# Instructions for the task
Pull out every line below that contains the string "banner", matching its case exactly.

☆ ☆ ☆ ☆ ☆ ☆ ☆

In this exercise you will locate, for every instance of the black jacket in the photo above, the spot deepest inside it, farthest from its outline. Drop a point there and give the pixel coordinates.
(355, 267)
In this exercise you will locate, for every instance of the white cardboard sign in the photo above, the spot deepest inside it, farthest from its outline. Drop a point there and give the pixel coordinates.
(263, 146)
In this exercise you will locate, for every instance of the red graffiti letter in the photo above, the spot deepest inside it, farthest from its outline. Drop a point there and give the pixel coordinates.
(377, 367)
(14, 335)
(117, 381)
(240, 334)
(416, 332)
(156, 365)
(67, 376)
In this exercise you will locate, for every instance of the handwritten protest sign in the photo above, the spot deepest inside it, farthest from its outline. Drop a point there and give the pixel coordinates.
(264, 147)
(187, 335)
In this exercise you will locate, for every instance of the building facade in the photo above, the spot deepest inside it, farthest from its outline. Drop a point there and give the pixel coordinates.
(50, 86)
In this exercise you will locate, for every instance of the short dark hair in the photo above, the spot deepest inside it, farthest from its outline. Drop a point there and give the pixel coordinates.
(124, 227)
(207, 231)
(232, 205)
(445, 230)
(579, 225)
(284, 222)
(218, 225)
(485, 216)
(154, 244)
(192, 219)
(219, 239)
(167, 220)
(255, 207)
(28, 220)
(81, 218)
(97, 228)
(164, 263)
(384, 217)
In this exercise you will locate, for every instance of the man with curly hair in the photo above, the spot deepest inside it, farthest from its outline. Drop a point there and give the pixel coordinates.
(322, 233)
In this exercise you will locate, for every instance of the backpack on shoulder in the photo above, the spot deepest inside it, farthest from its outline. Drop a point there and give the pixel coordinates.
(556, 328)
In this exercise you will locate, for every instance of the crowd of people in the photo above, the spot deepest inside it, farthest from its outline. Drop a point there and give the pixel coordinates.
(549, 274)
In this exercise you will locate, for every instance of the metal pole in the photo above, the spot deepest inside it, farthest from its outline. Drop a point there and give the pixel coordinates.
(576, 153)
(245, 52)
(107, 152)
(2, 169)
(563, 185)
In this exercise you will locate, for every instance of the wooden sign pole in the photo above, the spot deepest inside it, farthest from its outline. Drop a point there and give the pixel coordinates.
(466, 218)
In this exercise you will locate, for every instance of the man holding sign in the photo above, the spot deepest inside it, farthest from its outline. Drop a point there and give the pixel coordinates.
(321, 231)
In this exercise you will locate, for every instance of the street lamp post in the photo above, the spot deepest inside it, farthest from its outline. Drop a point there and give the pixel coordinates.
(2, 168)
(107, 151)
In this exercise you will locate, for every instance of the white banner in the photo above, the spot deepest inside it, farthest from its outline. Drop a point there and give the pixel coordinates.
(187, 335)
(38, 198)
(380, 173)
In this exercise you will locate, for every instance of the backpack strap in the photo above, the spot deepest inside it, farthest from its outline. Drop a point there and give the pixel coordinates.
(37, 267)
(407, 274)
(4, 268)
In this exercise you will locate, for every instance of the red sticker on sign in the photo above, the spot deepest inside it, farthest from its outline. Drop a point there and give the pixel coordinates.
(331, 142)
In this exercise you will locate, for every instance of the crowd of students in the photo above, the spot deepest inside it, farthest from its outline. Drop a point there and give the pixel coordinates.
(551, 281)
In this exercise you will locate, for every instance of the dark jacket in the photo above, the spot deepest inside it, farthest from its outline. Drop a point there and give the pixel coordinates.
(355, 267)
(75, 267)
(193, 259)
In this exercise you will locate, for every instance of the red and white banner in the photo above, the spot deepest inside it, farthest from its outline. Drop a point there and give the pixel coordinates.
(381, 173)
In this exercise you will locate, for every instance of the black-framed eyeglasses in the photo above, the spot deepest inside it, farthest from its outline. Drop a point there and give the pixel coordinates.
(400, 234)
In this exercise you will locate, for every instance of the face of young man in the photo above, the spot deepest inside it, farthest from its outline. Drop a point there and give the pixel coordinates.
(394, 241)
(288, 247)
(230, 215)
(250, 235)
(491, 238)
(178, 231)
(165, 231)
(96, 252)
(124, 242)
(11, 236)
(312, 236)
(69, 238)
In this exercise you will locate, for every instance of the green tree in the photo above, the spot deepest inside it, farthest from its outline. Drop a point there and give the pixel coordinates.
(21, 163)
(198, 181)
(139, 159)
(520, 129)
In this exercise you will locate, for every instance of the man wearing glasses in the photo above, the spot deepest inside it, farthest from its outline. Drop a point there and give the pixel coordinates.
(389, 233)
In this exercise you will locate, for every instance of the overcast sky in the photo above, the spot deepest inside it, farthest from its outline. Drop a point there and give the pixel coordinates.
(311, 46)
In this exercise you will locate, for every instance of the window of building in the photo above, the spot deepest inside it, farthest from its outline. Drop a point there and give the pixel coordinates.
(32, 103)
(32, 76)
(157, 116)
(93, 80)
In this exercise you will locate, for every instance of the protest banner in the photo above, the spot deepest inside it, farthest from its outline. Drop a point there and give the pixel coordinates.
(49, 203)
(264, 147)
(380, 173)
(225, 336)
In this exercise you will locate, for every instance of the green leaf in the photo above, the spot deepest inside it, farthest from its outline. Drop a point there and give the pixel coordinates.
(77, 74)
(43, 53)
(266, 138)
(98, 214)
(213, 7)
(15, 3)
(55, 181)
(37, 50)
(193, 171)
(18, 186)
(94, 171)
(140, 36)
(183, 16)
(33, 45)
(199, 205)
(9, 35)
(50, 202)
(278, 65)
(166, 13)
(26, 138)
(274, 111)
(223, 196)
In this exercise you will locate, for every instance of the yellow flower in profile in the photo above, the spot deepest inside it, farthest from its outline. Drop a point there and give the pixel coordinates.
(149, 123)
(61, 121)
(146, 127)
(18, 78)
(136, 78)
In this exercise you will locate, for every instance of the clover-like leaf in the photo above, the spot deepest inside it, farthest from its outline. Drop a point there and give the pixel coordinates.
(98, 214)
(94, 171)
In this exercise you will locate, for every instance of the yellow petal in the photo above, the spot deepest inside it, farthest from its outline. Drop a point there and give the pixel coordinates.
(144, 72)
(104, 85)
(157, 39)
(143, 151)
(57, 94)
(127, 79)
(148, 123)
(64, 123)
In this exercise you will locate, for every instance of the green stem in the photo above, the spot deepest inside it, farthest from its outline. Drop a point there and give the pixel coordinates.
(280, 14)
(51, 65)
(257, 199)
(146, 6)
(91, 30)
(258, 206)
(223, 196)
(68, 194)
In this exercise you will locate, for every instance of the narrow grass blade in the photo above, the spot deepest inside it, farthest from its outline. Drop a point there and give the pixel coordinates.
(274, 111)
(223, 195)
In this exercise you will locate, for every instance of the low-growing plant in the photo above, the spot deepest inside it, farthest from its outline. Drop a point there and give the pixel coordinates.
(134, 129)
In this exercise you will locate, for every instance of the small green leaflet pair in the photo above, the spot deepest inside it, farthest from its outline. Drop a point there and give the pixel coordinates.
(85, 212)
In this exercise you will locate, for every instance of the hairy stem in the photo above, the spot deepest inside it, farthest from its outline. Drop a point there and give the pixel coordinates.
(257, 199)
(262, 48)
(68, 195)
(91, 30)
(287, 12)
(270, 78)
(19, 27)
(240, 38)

☆ ☆ ☆ ☆ ☆ ☆ ☆

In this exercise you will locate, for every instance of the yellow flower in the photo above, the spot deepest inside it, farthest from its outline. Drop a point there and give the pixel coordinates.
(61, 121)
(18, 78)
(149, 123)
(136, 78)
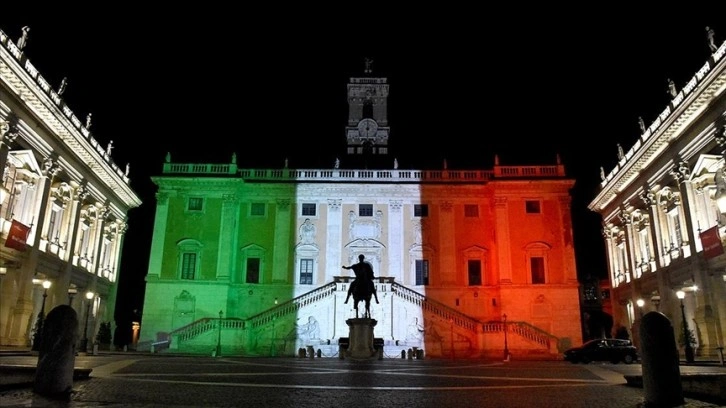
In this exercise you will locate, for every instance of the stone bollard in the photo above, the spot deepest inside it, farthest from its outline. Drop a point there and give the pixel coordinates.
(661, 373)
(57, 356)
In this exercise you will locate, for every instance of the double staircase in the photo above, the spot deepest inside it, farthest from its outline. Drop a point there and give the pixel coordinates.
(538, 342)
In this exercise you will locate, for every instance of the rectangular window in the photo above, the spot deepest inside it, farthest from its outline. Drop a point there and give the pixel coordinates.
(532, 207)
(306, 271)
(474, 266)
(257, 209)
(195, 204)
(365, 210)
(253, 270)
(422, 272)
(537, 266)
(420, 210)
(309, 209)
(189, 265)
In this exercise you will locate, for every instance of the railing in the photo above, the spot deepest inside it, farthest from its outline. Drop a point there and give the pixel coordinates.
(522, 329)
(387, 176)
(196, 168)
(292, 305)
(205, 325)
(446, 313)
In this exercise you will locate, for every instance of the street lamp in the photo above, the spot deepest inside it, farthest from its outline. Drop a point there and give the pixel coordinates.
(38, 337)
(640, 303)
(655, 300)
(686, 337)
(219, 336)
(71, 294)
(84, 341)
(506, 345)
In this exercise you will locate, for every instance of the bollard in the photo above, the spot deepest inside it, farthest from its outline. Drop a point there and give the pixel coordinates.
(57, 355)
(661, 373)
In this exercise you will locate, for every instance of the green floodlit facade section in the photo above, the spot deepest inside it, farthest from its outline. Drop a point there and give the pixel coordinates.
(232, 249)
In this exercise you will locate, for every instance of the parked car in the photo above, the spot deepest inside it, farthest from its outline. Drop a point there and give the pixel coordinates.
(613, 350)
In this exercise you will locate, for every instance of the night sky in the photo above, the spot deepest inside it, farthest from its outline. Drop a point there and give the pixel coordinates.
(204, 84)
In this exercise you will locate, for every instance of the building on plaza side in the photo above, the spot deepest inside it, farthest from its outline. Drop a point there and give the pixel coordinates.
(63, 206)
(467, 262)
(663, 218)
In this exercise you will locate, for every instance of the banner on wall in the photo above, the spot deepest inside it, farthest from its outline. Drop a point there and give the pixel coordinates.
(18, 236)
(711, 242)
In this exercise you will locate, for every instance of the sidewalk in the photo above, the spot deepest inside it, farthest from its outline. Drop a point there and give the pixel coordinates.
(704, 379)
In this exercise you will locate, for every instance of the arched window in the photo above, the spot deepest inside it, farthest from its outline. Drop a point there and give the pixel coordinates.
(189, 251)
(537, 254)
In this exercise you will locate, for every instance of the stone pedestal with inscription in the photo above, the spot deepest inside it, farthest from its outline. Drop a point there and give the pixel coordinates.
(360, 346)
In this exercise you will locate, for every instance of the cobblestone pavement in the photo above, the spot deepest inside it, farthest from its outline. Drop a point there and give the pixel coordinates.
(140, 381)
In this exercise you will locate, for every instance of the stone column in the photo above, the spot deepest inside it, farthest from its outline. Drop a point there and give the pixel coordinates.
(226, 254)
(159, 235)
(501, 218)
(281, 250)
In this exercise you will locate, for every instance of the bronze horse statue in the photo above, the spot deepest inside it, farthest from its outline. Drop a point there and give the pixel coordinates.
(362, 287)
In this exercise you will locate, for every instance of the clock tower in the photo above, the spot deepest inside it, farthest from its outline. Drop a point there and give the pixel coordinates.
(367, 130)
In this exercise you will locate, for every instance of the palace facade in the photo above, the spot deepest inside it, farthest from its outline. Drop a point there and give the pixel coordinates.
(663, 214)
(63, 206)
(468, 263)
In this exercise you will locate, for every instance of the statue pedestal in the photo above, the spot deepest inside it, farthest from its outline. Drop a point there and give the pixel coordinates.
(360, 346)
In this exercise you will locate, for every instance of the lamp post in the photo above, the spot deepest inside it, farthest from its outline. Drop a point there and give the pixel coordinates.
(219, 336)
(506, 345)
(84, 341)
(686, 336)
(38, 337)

☆ ☆ ☆ ☆ ☆ ☆ ☆

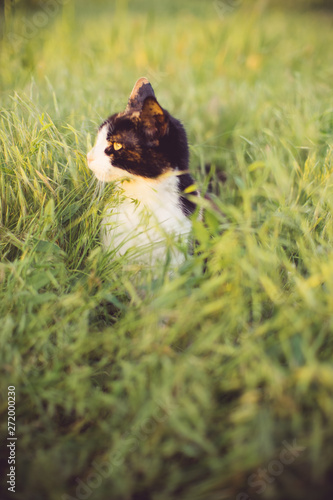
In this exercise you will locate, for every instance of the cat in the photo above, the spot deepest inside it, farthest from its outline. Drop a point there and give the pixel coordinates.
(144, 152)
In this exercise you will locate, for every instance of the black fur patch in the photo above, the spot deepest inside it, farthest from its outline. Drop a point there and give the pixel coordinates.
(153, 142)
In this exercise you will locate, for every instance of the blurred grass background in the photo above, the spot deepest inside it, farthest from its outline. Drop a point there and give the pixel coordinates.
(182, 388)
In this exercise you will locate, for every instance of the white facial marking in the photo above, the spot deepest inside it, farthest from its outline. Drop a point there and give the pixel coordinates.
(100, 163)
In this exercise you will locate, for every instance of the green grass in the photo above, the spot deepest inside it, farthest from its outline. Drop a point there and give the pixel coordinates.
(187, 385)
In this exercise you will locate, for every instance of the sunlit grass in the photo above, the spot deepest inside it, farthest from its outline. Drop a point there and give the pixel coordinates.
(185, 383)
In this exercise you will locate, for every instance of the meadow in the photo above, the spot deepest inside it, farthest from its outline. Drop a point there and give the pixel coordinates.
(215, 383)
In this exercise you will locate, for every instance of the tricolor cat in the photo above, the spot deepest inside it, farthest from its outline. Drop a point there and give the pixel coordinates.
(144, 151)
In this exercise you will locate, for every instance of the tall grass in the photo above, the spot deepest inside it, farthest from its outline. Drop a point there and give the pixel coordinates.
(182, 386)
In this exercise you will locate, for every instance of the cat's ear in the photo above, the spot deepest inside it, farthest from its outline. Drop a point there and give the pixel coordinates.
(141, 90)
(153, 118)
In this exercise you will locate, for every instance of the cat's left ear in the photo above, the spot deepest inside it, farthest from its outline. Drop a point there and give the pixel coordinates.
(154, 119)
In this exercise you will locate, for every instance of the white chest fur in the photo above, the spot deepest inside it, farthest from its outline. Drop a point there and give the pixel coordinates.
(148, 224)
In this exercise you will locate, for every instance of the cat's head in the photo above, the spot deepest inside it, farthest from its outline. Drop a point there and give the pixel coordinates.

☆ ☆ ☆ ☆ ☆ ☆ ☆

# Final result
In this exercise you will locate, for every instance of the white banner in the photo above, the spot deepest inside it, farthest from its outline. Drop a point there and give the pixel coordinates.
In this exercise you will locate, for every instance of the red and white banner in the photo above, the spot deepest inside it, farthest from its outline. Drop a point there and give the pixel coordinates.
In this exercise you will locate, for every instance of the protest banner in the photo above, the spot deepest inside it, farthest from its outline. Drop a point there and give the pixel coordinates.
In this exercise you will locate, for every instance of the banner on wall in the photo above, the spot deepest inside it, farthest from its outline. Drop a point there and give the pixel coordinates.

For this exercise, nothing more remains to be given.